_WHAT THE TASK ASKS_: Update the lines of the listing, starting with its first line and going on through the line containing "Please outline every". Give them again with "even-odd rule" replaced by "nonzero winding rule" and everything else unchanged.

BEGIN

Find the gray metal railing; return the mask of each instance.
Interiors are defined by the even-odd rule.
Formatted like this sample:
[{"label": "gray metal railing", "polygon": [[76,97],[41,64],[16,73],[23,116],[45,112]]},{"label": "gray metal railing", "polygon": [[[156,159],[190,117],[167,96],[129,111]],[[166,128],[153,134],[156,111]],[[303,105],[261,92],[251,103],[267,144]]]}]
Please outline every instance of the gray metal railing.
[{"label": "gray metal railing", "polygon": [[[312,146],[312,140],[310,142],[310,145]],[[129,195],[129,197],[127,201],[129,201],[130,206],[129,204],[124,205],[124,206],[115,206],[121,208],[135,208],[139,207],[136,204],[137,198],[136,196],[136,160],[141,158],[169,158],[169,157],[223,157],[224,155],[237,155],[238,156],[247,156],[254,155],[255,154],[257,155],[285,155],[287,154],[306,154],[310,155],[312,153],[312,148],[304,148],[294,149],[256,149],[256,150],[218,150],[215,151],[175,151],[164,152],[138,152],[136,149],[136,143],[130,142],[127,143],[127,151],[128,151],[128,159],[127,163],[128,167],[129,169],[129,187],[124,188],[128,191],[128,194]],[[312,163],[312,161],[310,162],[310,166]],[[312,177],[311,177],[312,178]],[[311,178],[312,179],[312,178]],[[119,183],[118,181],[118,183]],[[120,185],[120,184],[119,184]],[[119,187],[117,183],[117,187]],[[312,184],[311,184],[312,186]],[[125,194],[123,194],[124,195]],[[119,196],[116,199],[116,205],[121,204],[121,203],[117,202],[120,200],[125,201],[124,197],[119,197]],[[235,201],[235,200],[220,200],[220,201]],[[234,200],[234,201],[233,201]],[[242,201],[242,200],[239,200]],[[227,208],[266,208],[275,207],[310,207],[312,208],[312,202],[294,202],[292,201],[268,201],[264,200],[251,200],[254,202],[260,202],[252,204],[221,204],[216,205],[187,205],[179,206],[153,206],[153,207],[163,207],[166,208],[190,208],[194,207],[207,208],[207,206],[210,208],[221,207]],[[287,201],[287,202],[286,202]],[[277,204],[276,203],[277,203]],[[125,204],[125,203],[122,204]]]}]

END

_RIGHT ANSWER_:
Find the gray metal railing; return the mask of each instance.
Interiors are defined by the nonzero winding rule.
Formatted like this sample:
[{"label": "gray metal railing", "polygon": [[76,97],[41,64],[16,73],[23,116],[45,112]]},{"label": "gray metal railing", "polygon": [[[156,159],[190,117],[167,96],[129,111]],[[166,128],[153,134],[156,111]],[[303,105],[261,92],[251,103],[267,144]]]}]
Please outline every instance of the gray metal railing.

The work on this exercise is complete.